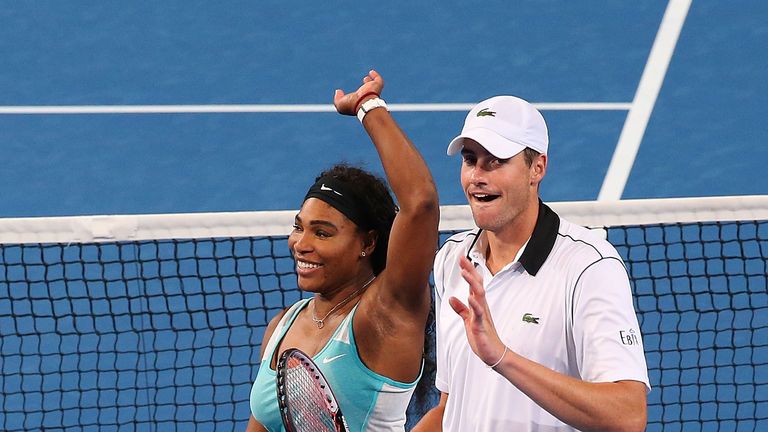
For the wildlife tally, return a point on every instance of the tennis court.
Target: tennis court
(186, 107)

...

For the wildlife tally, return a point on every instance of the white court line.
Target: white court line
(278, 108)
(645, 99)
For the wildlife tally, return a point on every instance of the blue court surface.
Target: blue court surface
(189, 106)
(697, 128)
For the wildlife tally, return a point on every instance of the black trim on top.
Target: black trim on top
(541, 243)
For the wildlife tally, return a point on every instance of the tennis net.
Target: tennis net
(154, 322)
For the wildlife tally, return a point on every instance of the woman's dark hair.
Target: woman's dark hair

---

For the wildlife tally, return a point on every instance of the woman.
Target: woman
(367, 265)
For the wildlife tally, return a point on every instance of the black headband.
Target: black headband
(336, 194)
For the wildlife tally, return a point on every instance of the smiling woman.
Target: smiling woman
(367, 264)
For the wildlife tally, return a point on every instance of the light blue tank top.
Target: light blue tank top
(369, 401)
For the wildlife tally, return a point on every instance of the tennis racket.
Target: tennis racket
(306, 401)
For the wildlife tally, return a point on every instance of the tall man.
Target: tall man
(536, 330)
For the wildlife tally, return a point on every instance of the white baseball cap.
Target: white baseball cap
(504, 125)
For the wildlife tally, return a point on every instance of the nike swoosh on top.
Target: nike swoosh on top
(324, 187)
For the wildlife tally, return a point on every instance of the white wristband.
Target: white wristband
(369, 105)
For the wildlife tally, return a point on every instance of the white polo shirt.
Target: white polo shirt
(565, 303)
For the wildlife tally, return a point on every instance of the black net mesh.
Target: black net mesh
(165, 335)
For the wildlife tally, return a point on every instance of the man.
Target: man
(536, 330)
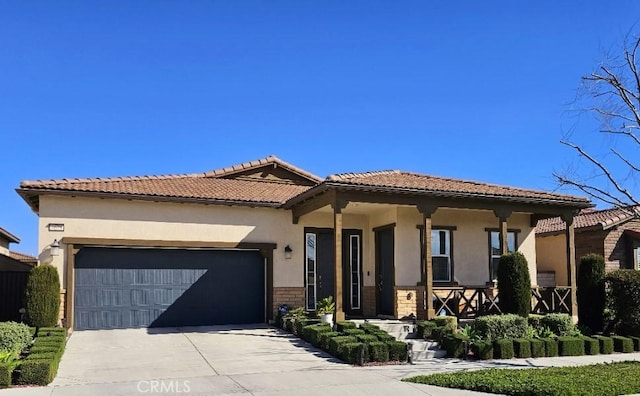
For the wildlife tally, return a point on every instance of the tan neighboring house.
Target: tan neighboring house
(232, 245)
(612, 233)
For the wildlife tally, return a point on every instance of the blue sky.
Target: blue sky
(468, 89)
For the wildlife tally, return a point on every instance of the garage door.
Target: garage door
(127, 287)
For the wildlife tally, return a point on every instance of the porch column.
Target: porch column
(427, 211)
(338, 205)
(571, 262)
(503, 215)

• GOAL OF THE EXERCISE: Read through the entries and copy each line in which "hair" appears.

• TASK RESPONSE:
For the wildlife tally, return a point on every instance of the woman's dark hair.
Target: woman's dark hair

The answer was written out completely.